▸ LISTED RECORDS
--*--
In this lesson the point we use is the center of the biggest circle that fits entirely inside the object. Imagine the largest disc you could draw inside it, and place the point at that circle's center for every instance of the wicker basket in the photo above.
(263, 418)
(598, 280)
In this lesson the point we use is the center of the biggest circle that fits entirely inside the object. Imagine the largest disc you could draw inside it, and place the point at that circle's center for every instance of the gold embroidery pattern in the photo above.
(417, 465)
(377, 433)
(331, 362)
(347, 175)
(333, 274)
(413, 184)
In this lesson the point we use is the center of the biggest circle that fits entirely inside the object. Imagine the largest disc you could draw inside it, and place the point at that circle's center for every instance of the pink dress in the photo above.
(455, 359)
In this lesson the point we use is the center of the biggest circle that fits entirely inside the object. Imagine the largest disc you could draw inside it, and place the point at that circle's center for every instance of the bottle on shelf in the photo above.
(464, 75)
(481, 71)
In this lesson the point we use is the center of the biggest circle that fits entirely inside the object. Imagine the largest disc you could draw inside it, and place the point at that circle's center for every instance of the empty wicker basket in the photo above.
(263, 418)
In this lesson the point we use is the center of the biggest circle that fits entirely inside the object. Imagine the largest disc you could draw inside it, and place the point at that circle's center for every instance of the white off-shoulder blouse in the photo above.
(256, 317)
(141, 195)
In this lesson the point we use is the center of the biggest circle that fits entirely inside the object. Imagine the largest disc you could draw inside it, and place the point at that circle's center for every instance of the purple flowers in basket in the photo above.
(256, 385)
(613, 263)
--*--
▸ WHAT TO WORK ON
Transcribe every entry exactly, omitting nothing.

▸ TASK ANSWER
In this lesson the point we use is the center of the biggest circle that fits entirely inside the object. Imagine the largest disc you could draw inside it, and place the point at that circle's center for every instance of the wicker basket in the photo above.
(263, 418)
(598, 280)
In this lesson the point we use is the center of the biggest circle that fits entirely inside the object. Imagine the largest disc you could draw inside it, and place the point at that circle's center for every instance of the gold embroidery pattern in the photo above.
(417, 465)
(377, 433)
(331, 362)
(347, 175)
(333, 274)
(413, 184)
In this lesson the point we use is the center of the biggest circle that fits entirely inside the object. Imagine the largest disc you could draw inside it, and place the point at that circle's center for every instance of the pink dress in the photo above.
(455, 359)
In this lesson the point we use is the center of the biggest circle that fits entirely inside the object. Imagine the largest disc you could draw inside it, and place the point at that circle's center for every instance of the bottle on shelf in the photo above.
(464, 75)
(481, 71)
In this lesson the point we use is the center of the biggest circle that fits entirely inside the object. Imagine the largest disc you could draw inside it, and place the point at that circle's center for every instance of the empty wicker basket in the photo above.
(263, 418)
In this lesson the point we use is the center of the biggest circle that fits entirely inside the object. Imagine the largest disc you could draw inside it, and place the point at that circle's center for every instance of the white off-shoulder blouse in the photo above.
(256, 317)
(141, 195)
In this lesson the point we use is the center of the biggest circle that fits entirely inside the object. Imagine the largest disc you could draw inside it, and place the point at that circle's center for every instance of the purple flowers in basket in the photo above.
(256, 385)
(613, 263)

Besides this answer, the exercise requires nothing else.